[Contour labeling data]
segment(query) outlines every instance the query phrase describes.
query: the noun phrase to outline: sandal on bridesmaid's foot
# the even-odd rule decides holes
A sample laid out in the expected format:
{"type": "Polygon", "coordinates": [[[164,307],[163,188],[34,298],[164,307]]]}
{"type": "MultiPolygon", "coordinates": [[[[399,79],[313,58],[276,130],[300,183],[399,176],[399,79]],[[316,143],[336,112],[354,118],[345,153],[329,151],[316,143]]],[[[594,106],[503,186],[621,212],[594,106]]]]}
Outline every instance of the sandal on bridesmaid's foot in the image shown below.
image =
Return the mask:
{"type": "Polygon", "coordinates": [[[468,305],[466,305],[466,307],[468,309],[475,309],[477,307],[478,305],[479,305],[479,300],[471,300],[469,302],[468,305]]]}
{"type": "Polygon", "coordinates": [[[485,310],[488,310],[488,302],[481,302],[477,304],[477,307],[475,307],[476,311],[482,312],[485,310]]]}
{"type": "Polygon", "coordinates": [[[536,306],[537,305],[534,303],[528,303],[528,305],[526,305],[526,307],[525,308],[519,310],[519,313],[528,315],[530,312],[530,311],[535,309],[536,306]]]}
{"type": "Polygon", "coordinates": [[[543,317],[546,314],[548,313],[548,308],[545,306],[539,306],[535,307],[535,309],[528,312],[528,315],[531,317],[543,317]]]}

◆ TO BE DONE: Please render every line of the data above as a JSON list of strings, one string per line, leaving out blank lines.

◆ RESULT OF THE EXERCISE:
[
  "segment(query) outlines every instance the query phrase describes.",
  "query: the noun phrase to outline: sandal on bridesmaid's foot",
  "# the even-odd rule decides holes",
  "A sample laid out in the expected format:",
  "{\"type\": \"Polygon\", \"coordinates\": [[[164,307],[163,188],[34,298],[164,307]]]}",
  "{\"type\": \"MultiPolygon\", \"coordinates\": [[[[399,79],[313,58],[276,130],[300,183],[399,176],[399,79]],[[316,143],[336,112],[354,118],[345,153],[329,151],[316,143]]],[[[594,106],[503,186],[621,212],[594,106]]]]}",
  "Outline every instance of the sandal on bridesmaid's foot in the image shown below.",
  "image =",
  "Return the mask:",
  "{\"type\": \"Polygon\", \"coordinates\": [[[468,305],[466,305],[466,307],[468,309],[475,309],[477,307],[478,305],[479,305],[479,300],[471,300],[469,302],[468,305]]]}",
  "{\"type\": \"Polygon\", \"coordinates\": [[[485,310],[488,310],[488,302],[481,302],[477,304],[477,307],[475,307],[476,311],[482,312],[485,310]]]}",
  "{\"type\": \"Polygon\", \"coordinates\": [[[536,306],[537,305],[534,303],[528,303],[528,305],[526,305],[526,307],[525,308],[519,310],[519,313],[528,315],[530,312],[530,311],[535,309],[536,306]]]}",
  "{\"type\": \"Polygon\", \"coordinates\": [[[543,317],[546,314],[548,313],[548,308],[545,306],[539,306],[535,307],[535,309],[528,312],[528,315],[531,317],[543,317]]]}"
]